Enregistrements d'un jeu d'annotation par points
↓
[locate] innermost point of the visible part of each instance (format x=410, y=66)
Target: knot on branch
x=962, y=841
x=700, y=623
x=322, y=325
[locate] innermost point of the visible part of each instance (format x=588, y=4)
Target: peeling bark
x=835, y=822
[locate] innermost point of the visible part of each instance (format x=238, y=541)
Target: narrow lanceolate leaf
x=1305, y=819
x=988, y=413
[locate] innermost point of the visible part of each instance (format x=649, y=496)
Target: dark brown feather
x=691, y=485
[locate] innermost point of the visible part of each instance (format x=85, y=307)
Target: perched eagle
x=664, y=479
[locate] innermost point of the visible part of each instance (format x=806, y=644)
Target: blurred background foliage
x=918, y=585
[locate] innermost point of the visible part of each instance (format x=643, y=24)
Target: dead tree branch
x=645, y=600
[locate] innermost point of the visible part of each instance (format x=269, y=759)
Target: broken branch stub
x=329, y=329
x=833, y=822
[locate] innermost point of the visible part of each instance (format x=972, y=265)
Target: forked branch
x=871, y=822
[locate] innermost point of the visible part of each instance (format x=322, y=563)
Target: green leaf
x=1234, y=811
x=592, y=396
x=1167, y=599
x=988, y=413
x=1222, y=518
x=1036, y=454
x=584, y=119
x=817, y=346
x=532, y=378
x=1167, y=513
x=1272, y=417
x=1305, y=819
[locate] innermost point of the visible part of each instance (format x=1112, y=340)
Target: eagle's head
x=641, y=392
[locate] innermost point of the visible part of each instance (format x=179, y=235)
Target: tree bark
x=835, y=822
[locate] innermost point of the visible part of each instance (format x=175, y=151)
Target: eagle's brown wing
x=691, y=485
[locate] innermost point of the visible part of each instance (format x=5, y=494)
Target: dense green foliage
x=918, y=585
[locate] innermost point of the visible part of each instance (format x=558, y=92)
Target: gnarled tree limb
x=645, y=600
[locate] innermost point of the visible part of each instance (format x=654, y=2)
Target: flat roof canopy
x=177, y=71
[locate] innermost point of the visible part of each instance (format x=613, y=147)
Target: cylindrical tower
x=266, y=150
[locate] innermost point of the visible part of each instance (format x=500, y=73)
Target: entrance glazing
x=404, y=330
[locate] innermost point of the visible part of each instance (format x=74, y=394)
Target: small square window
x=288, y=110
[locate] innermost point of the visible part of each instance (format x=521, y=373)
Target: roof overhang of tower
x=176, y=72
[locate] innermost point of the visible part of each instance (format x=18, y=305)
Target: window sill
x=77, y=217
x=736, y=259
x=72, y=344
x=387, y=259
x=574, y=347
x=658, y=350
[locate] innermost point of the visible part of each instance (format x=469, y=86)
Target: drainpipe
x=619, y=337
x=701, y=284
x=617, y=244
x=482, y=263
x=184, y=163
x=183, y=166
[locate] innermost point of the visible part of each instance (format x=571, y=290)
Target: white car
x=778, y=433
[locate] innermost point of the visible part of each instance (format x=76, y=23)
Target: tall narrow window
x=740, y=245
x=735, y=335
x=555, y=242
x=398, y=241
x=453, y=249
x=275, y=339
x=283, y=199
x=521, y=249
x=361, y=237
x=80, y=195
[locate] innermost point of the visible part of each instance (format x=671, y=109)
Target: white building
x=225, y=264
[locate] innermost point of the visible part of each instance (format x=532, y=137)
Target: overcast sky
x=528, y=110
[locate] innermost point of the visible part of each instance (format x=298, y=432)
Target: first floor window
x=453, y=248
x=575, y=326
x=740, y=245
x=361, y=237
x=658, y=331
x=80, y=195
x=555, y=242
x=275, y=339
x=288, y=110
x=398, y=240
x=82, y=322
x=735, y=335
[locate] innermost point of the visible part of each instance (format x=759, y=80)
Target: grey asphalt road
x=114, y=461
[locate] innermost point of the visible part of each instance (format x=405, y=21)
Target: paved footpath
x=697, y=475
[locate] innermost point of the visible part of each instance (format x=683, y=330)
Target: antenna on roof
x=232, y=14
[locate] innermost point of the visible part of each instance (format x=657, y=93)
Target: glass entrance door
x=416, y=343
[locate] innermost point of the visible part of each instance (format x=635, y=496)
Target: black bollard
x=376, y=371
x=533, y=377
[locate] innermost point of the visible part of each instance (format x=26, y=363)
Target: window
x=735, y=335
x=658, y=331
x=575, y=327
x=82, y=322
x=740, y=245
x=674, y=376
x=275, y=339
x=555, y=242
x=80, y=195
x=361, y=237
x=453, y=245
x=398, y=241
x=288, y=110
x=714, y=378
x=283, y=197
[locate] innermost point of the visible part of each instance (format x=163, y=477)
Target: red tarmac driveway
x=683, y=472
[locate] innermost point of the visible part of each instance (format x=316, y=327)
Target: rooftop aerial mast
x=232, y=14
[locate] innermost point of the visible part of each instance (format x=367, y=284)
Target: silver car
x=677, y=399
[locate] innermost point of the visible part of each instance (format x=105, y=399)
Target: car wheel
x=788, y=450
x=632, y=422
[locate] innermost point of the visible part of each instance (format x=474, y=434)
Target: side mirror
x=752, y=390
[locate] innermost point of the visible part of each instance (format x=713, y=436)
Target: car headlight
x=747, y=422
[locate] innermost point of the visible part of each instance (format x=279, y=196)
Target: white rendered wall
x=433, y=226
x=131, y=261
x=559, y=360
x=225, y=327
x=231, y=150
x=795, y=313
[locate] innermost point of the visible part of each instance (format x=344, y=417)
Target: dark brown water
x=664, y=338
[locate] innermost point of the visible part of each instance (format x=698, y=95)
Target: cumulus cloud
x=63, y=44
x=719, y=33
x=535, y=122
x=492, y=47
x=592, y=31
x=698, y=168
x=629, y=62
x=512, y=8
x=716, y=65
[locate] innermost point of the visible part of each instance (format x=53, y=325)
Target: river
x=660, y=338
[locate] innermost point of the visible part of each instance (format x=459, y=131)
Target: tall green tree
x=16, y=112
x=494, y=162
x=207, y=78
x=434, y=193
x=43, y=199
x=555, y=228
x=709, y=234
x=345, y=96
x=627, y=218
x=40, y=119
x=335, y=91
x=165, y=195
↑
▸ **PROBLÈME À RÉSOUDRE**:
Mettez à l'échelle les lignes allant de celle qui contient « (format x=713, y=436) » jusqu'à celle qui contient « x=660, y=338 », en les reproduisant toutes intégralement. Multipliez par 1,05 les coordonnées des points annotés, arrondissez-les à l'entier (les demis vers le haut) et laissez tout autre nombre inchangé.

▸ **RÉSULTAT ATTENDU**:
[locate] innermost point of the visible part of each instance (format x=713, y=436)
Target: car headlight
x=784, y=443
[locate] innermost point of the visible part of each instance (format x=279, y=196)
Target: white rendered wall
x=455, y=237
x=138, y=274
x=587, y=378
x=236, y=343
x=243, y=158
x=835, y=329
[locate] innermost point of the visible part of each instance (format x=344, y=417)
Target: dark brown water
x=697, y=355
[locate] innermost point of the visible part of each instance (format x=698, y=95)
Target: cumulus cloud
x=66, y=46
x=755, y=35
x=562, y=128
x=517, y=49
x=622, y=33
x=733, y=176
x=660, y=65
x=538, y=8
x=752, y=68
[locate] innermost point of the visible part of each instance (format x=53, y=325)
Target: river
x=693, y=355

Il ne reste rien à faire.